> _Supplied passage_
Here are the program's basics: To get assistance, a steelmaker has to show that it is in awful shape by citing layoffs or losses and that it couldn't get money elsewhere at reasonable terms. At the same time, it has to prove that it has the collateral or projected earnings power to pay off a loan before 2006 and that it has lined up a lender. In turn, the government promised to make good on 85% of a loan of up to $250 million to each applicant judged qualified by the three-member loan guarantee board, with the banks responsible for the remaining 15%. Word on which of the 13 would-be borrowers has qualified could come by May 31.

Landing a government-backed loan could make a world of difference for these marginal players. Applicants say banks are now offering them loans with annual interest rates of 10% to 12%. Without government support, they say, they would have been charged three to four percentage points more, adding as much as $9 million more in interest on a five-year, $100 million loan. And that assumes they could catch a lender's eye.

> _Entries supplied_
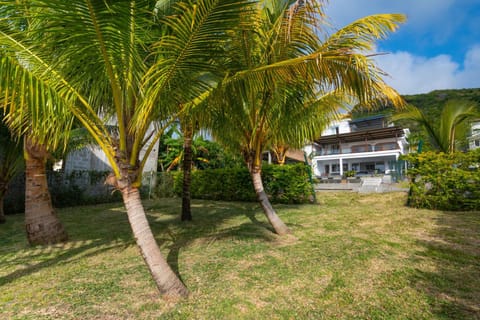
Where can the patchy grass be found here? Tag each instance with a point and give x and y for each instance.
(351, 256)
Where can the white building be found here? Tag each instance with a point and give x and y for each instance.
(474, 137)
(364, 146)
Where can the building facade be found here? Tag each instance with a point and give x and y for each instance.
(474, 137)
(358, 147)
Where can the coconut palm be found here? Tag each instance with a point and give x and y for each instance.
(445, 134)
(11, 163)
(279, 56)
(122, 62)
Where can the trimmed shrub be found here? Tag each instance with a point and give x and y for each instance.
(283, 184)
(445, 181)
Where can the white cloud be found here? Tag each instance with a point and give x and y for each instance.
(420, 14)
(410, 74)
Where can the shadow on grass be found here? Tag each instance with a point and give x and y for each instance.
(92, 230)
(210, 223)
(453, 288)
(70, 255)
(97, 229)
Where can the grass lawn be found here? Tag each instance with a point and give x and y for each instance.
(352, 256)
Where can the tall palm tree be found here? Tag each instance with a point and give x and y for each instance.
(11, 163)
(277, 56)
(125, 62)
(445, 133)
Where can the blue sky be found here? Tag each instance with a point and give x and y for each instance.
(437, 48)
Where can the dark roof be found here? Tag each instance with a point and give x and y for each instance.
(373, 134)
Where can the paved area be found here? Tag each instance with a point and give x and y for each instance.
(366, 185)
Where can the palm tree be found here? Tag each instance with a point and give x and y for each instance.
(122, 62)
(277, 56)
(445, 133)
(11, 163)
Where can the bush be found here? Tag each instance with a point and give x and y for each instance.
(283, 184)
(445, 181)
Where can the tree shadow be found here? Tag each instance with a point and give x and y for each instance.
(452, 286)
(208, 217)
(71, 255)
(98, 239)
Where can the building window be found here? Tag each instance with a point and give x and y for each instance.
(335, 168)
(335, 149)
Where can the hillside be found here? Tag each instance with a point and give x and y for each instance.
(432, 103)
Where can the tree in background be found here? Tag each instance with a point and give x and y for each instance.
(447, 133)
(277, 56)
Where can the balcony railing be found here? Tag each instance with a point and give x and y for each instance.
(356, 150)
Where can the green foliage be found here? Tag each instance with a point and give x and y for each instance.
(66, 190)
(283, 184)
(445, 181)
(206, 154)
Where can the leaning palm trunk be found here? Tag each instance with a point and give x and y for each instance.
(3, 190)
(166, 280)
(187, 172)
(273, 218)
(41, 222)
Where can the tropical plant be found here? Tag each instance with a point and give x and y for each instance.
(11, 163)
(121, 62)
(279, 66)
(447, 133)
(33, 112)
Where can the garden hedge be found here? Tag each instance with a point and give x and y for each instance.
(283, 184)
(445, 181)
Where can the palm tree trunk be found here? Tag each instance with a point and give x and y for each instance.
(41, 222)
(273, 218)
(280, 154)
(3, 191)
(166, 280)
(187, 172)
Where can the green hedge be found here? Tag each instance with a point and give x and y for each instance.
(283, 184)
(445, 181)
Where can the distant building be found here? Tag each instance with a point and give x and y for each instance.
(474, 137)
(363, 146)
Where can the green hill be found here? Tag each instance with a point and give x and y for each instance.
(431, 103)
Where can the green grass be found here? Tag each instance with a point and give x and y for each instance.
(351, 257)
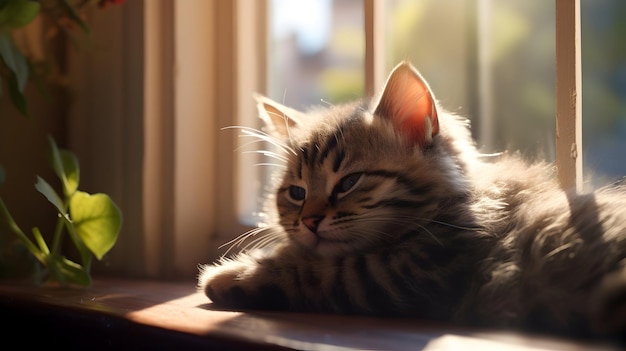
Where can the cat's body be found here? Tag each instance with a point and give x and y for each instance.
(386, 208)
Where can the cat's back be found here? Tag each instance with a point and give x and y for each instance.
(555, 253)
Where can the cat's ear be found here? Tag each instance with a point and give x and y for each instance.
(409, 104)
(278, 118)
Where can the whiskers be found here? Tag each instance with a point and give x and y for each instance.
(413, 223)
(256, 238)
(262, 136)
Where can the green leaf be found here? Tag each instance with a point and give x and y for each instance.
(97, 221)
(18, 13)
(14, 60)
(43, 187)
(6, 217)
(65, 165)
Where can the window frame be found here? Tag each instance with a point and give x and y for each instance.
(149, 114)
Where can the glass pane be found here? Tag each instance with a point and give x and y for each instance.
(604, 89)
(316, 51)
(491, 61)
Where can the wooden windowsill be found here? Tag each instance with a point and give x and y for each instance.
(131, 314)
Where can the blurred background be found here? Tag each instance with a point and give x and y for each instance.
(490, 60)
(143, 98)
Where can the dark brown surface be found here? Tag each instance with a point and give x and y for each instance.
(129, 314)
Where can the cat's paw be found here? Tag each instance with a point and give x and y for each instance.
(242, 283)
(225, 283)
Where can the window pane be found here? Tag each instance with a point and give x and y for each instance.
(604, 89)
(491, 61)
(316, 50)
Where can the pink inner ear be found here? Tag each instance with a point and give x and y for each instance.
(417, 114)
(409, 104)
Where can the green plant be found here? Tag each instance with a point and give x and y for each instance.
(92, 221)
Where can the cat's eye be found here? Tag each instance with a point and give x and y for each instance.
(347, 182)
(297, 193)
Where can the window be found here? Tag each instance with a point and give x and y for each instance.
(177, 72)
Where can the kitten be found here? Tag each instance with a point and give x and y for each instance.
(385, 207)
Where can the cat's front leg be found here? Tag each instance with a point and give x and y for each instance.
(242, 283)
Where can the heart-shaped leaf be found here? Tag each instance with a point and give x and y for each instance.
(97, 221)
(46, 189)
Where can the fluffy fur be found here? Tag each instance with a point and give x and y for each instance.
(385, 207)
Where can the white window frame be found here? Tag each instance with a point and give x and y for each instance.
(169, 76)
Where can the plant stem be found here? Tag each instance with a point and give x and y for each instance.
(58, 233)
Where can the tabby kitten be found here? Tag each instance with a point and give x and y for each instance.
(385, 207)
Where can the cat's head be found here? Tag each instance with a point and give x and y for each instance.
(363, 174)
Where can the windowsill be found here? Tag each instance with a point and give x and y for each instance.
(124, 314)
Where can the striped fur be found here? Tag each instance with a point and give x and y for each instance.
(385, 207)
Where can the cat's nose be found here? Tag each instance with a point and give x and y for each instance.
(312, 222)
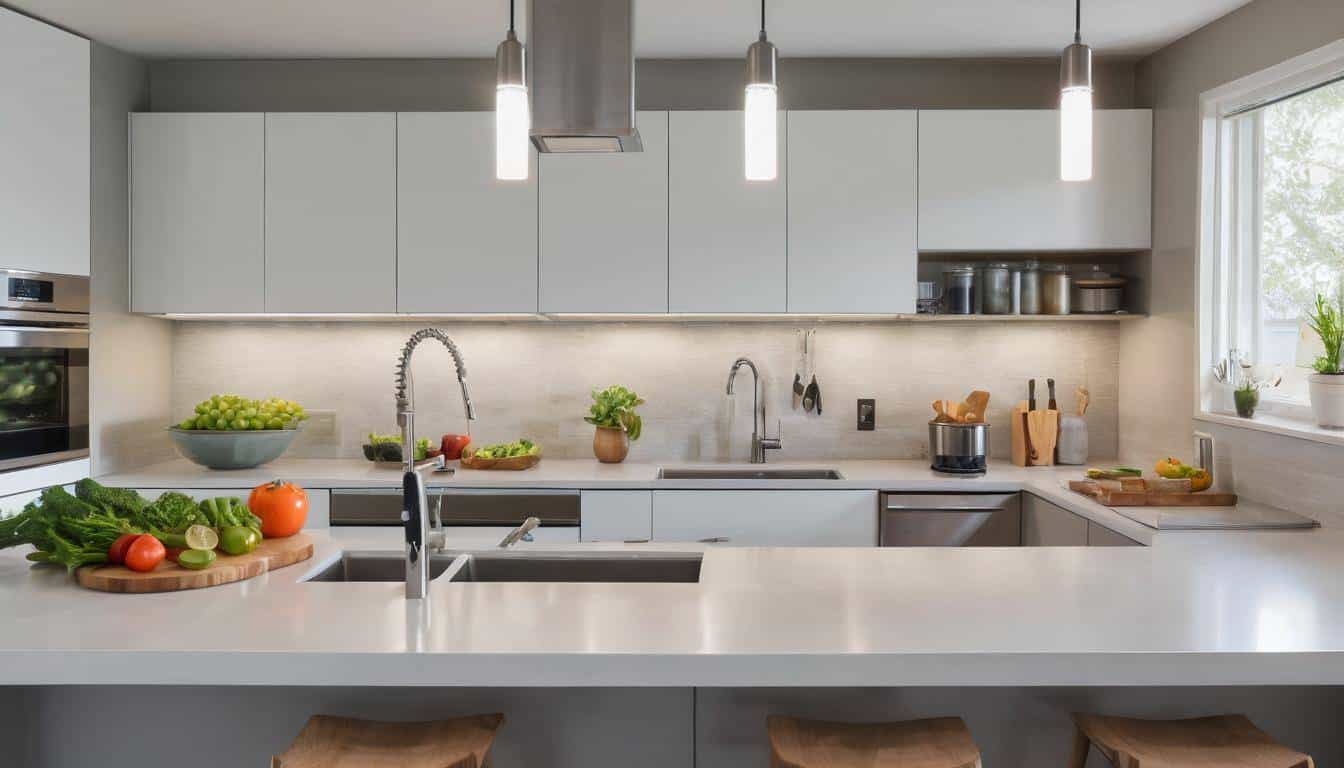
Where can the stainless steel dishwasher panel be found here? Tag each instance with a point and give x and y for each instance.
(458, 507)
(950, 519)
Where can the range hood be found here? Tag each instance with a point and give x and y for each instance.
(581, 54)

> _Exercise requirements_
List every dollar amount mentioned in the steel loan passage. The material has no connection to the steel loan passage.

> _Answer box_
- $250 million
- $9 million
- $100 million